§ **Tasks to perform**
1. Do the following statements agree with the X-ray text? (a) The equipment has a moving table. (b) Bone shows up black on the X-ray film. (c) The film is placed on the same side of the body that the radiation enters. For each, answer yes or no and quote the words of the X-ray text that decide it.
2. Quote the X-ray text from "Our X ray equipment" to "routine X ray?".
3. Summarize the X-ray text in two sentences.

Our X ray equipment is computerized with a moving table. All types of bone studies, chest and abdominal X rays, head and neck, and spine exams can be performed.
What is a routine X ray?
The X-ray has been called one of the most significant advances in all of medical history. It is used in many different ways in medical diagnosis. An x-ray image is produced when a small amount of radiation passes through the body and strikes a sheet of sensitive film placed on the other side of the body. The ability of X rays to penetrate tissues and bones varies according to the tissue’s composition and mass. Bone, which contains calcium, does not let much radiation through and results in white images on the X ray film. The lungs, which are filled with air, allowing nearly all X rays to strike the film resulting in a black image.

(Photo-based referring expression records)
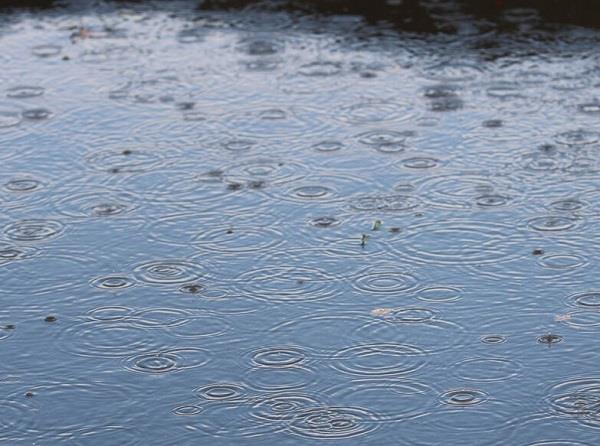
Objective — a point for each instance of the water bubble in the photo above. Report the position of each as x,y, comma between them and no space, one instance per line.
578,399
328,146
326,423
324,222
115,161
487,369
379,360
549,339
187,410
320,69
9,116
552,223
37,114
278,357
271,170
463,397
449,71
283,283
588,299
11,253
168,361
282,406
420,163
590,108
106,339
191,288
386,139
222,392
33,230
569,205
101,204
579,137
491,200
493,339
384,279
563,261
375,111
239,239
23,184
439,294
278,379
114,282
160,318
206,325
389,203
46,50
408,315
168,272
239,145
461,191
458,242
391,399
112,313
260,47
24,92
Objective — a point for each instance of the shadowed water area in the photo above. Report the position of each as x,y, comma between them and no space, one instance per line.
296,223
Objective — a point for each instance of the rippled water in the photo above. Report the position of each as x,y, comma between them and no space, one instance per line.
266,226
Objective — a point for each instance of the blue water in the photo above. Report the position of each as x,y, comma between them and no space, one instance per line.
262,227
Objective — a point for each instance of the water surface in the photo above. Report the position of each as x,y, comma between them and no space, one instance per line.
266,226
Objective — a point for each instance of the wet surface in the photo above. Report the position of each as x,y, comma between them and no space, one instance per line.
232,224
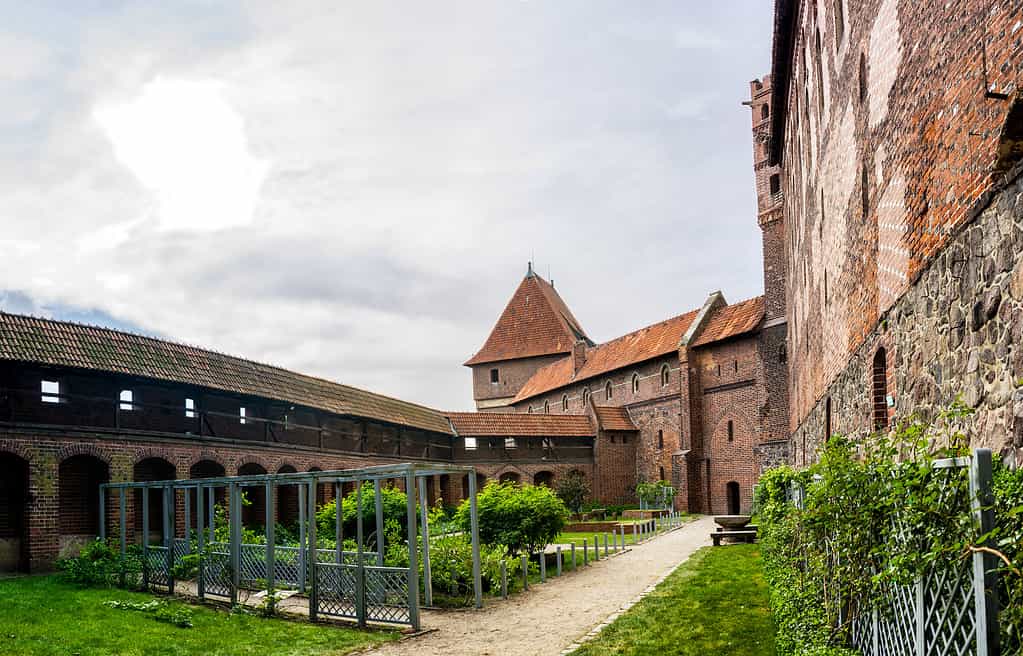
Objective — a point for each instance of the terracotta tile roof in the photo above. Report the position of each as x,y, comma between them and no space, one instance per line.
536,321
58,343
653,341
517,424
731,320
614,418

§ **Answers for each item**
1.
(a) Yes: "Our X ray equipment is computerized with a moving table."
(b) No: "Bone, which contains calcium, does not let much radiation through and results in white images on the X ray film."
(c) No: "strikes a sheet of sensitive film placed on the other side of the body."

2.
Our X ray equipment is computerized with a moving table. All types of bone studies, chest and abdominal X rays, head and neck, and spine exams can be performed.
What is a routine X ray?

3. The computerized X-ray equipment has a moving table and can perform bone studies, chest and abdominal X rays, head and neck exams, and spine exams. An X-ray image is produced when a small amount of radiation passes through the body onto sensitive film, and because penetration varies with tissue composition and mass, bone produces white images while the air-filled lungs produce a black image.